### Task prompt
Duplicate the entries from the line with "Target: horizontal log" through the last line, keeping every line unchanged.
— Start of Data rows —
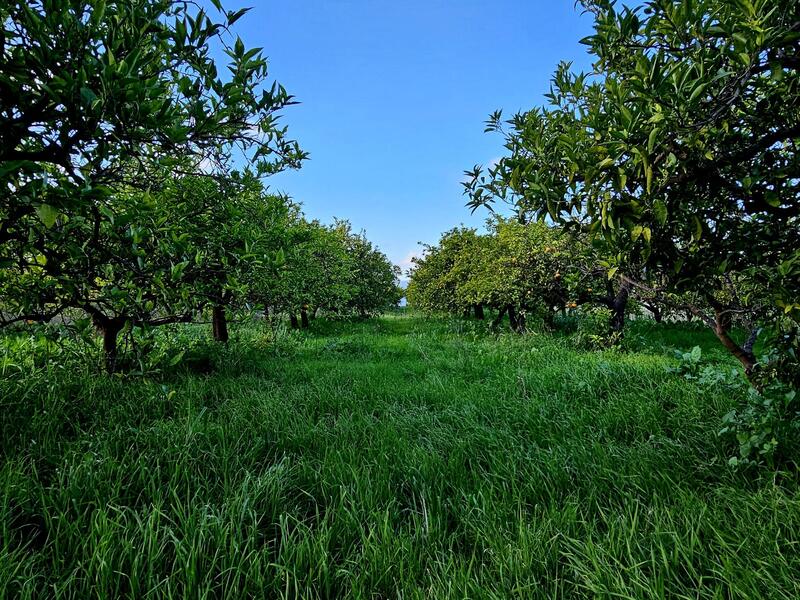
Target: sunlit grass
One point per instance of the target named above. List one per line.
(401, 457)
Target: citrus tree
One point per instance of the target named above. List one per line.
(677, 155)
(101, 97)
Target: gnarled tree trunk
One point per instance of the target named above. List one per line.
(499, 318)
(219, 324)
(619, 305)
(109, 328)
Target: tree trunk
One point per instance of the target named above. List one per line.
(656, 311)
(479, 312)
(743, 354)
(219, 324)
(109, 328)
(516, 321)
(619, 306)
(499, 318)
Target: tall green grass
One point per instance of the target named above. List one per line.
(403, 457)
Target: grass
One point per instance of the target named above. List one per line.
(403, 457)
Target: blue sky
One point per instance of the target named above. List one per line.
(394, 96)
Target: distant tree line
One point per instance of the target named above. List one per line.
(130, 176)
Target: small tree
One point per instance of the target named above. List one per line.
(677, 156)
(98, 98)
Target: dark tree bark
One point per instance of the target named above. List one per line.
(619, 305)
(655, 310)
(219, 324)
(109, 328)
(479, 312)
(517, 320)
(744, 354)
(499, 318)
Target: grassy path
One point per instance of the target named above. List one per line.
(402, 457)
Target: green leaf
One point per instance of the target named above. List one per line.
(660, 211)
(47, 214)
(88, 96)
(651, 140)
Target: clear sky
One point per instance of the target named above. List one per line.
(394, 96)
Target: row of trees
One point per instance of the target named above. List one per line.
(522, 270)
(118, 193)
(676, 158)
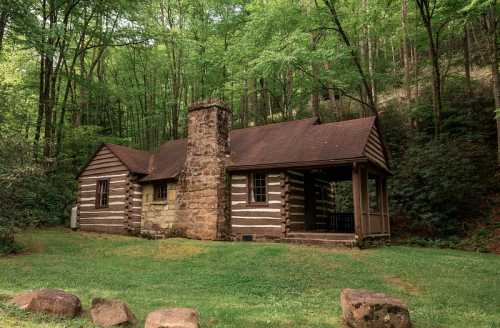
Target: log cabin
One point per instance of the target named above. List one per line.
(279, 181)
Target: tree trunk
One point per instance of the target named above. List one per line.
(330, 4)
(331, 96)
(426, 15)
(315, 94)
(3, 25)
(39, 118)
(467, 63)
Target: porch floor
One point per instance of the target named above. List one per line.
(321, 238)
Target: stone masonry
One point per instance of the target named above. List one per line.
(158, 217)
(201, 194)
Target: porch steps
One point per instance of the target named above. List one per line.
(323, 239)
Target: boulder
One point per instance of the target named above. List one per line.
(108, 313)
(50, 301)
(172, 318)
(364, 309)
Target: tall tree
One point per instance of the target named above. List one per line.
(491, 24)
(427, 11)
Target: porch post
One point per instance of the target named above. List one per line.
(365, 210)
(385, 206)
(356, 197)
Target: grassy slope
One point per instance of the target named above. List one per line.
(250, 284)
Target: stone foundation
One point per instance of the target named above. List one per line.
(158, 217)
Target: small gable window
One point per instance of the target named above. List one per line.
(257, 188)
(102, 194)
(160, 191)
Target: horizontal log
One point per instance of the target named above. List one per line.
(92, 208)
(110, 171)
(115, 229)
(97, 214)
(261, 231)
(108, 221)
(94, 178)
(250, 213)
(102, 166)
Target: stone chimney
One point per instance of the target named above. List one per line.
(202, 196)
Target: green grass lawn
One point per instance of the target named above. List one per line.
(249, 284)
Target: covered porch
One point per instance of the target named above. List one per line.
(337, 204)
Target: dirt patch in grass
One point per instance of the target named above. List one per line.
(161, 250)
(400, 283)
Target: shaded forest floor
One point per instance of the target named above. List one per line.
(249, 284)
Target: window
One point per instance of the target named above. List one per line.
(102, 194)
(258, 191)
(160, 191)
(374, 195)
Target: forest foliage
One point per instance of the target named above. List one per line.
(74, 73)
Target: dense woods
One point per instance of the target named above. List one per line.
(74, 73)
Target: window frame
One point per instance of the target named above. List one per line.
— End of Data rows —
### Finished exercise
Target: horizontal log
One point per instance of the target named above. List one per line.
(92, 208)
(110, 171)
(115, 229)
(97, 214)
(261, 231)
(108, 221)
(94, 178)
(250, 213)
(102, 166)
Target: stone chimney
One point per instance of the target named above. List one per line.
(202, 196)
Target: green grass lawn
One point per instance of the target named above. List one per line.
(249, 284)
Target: covered porch
One point per instance of the target named above. List one per line.
(337, 204)
Target: dirt patch in grass
One point per instance of the target named above. List one per line.
(161, 250)
(400, 283)
Target: shaded forest floor
One point per instance of the target named above. List one per line.
(249, 284)
Target: window
One point per instance of the target named above. List one per line.
(102, 194)
(258, 191)
(160, 191)
(374, 195)
Target: forest foliage
One point per instance of the target named above. List one per line.
(74, 73)
Target: dense woods
One point per instance of the target named above. List one per line.
(74, 73)
Target: window frame
One point per instance of the target named above. List one per line.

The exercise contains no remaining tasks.